> **Potongan teks**
Walau sudah melaksanakan Pemilu langsung, namun sistem presidensial murni masih akan sulit diterapkan di Indonesia selama belum ada reformasi parpol.
PinterPolitik.com
“Jika pemungutan suara bisa membawa perubahan, mereka tidak akan pernah membiarkan kita melakukannya.” ~ Mark Twain
[dropcap]P[/dropcap]enulis yang terkenal lewat kisah seru “Petualangan Tom Sawyer” ini, memang dikenal sebagai sosok anti-politik. Selain menganggap pemilihan umum (Pemilu) tidak banyak membawa perubahan, Mark Twain yang nama aslinya Samuel Langhorne Clemens ini juga pernah menyamakan politikus dengan popok yang harus diganti bila sudah kotor.
Walau terdengar sarkastis, namun ungkapan tersebut masih sangat relevan hingga kini. Buktinya, Perkumpulan untuk Pemilu dan Demokrasi (Perludem) masih terus menyuarakan Pemilu yang bersih dan berpihak pada rakyat. Sebab nyatanya, hingga 20 tahun reformasi bergulir, sistem Pemilu tanah air masih jauh dari harapan.
Kekecewaan ini disampaikan langsung oleh Direktur Eksekutif Perludem, Titi Anggraini, Selasa (29/5) lalu. Menurutnya, reformasi memang berhasil mengubah sistem Pemilu dari kekuasaan legislatif ke tangan rakyat, namun dalam prakteknya kekuasaan tetap berada dalam cengkeraman partai politik (parpol).
“Sejak Reformasi 1998, Undang-Undang Parpol sudah direvisi empat kali. Tapi sayangnya makin direvisi, parpol di Indonesia malah jadi makin buruk,” kata Peneliti Hukum Perludem Usep Hasan dalam diskusi bertajuk ’20 Tahun Reformasi Pemilu’.https://t.co/yFGXxcrUHz
— Perludem (@perludem) May 29, 2018
Masih kuatnya pengaruh parpol, terlihat dari syarat pencalonan presiden dan wakil presiden yang dikungkung dengan persyaratan yang memberatkan. Selain harus diusung oleh parpol, pencalonannya pun dibatasi dengan ketercukupan jumlah kursi parpol pendukung di legislatif (presidential threshold).
Perubahan sistem pemilihan legislatif (Pileg) tahun depan, di mana parpol berhak menentukan sendiri kadernya yang duduk di kursi Parlemen, di mata Perludem juga merupakan kemunduran besar. Titi melihat, Pilpres dan Pileg 2019 hanya menjadi Pemilu borongan yang semakin menyimpang dari sistem presidensial murni.

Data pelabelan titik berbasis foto
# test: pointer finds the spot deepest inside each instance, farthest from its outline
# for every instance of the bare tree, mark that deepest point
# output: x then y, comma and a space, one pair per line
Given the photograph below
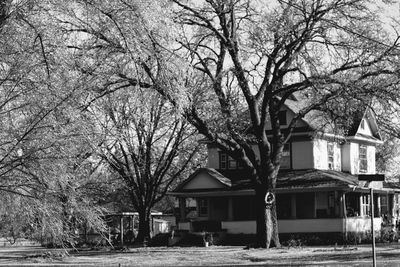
256, 57
147, 143
230, 67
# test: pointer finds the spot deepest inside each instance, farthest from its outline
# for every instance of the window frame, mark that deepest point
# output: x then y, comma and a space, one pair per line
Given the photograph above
289, 151
331, 158
202, 207
228, 163
282, 116
363, 159
365, 205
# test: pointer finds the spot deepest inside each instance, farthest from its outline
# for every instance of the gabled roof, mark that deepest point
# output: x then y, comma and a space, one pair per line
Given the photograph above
320, 121
212, 173
310, 178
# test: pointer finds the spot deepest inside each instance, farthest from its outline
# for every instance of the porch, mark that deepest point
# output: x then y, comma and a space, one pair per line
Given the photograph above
337, 225
298, 212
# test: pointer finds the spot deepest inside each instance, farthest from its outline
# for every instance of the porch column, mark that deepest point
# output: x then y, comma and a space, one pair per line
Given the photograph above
182, 209
230, 209
342, 207
361, 206
378, 206
122, 229
293, 214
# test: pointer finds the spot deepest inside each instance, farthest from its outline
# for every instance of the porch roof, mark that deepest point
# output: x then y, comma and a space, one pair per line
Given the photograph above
294, 180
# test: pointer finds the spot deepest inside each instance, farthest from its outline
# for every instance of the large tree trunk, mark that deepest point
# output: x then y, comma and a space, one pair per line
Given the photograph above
266, 221
144, 226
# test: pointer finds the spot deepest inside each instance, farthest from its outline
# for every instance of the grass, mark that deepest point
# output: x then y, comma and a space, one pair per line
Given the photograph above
199, 256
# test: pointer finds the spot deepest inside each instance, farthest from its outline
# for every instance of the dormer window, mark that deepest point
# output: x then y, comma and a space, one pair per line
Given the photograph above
363, 160
285, 158
362, 125
228, 163
331, 156
282, 117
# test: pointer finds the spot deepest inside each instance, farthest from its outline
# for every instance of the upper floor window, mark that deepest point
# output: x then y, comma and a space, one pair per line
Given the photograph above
331, 156
365, 205
363, 167
285, 158
228, 163
202, 207
282, 117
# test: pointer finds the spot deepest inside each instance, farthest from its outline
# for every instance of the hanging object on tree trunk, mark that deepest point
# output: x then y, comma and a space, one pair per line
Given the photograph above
269, 199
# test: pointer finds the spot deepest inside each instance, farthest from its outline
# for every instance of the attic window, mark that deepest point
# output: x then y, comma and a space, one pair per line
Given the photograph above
202, 207
228, 163
282, 117
363, 167
331, 156
286, 158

> **Petunjuk tugas**
Sambung teks tentang sistem Pemilu dan partai politik di Indonesia, mulai tepat setelah kalimat terakhirnya.

> **Jawaban yang diharapkan**
Dari pernyataan Perludem ini maka timbul pertanyaan, bagaimanakah sebenarnya sistem presidensial yang cocok di tanah air? Sebab, bukankah sejak negara ini berdiri memang sudah menggunakan sistem presidensial? Lalu bagaimana dengan peran parpol dalam terciptanya kondisi pemerintahan saat ini?
Sistem Presidensial Ala Pancasila
“Bahwa Republik Indonesia tidak berdiri di atas Trias Politica, di mana kekuasaan legislatif, eksekutif, dan judikatif sama sekali saling berpisah satu sama lain.” ~ Ir. Soekarno
Pernyataan Presiden Pertama tersebut, diungkapkan saat berpidato dalam rapat pleno Badan Penyelidik Usaha-usaha Persiapan Kemerdekaan Indonesia (BPUPKI), pada 15 Juli 1945. Saat itu, sang Proklamator juga menyatakan kalau pembagian kekuasaan ala trias politica sudah dianggap kuno, sehingga ia menetapkan kalau sistem kekuasaan Indonesia harus dibagi secara proporsional.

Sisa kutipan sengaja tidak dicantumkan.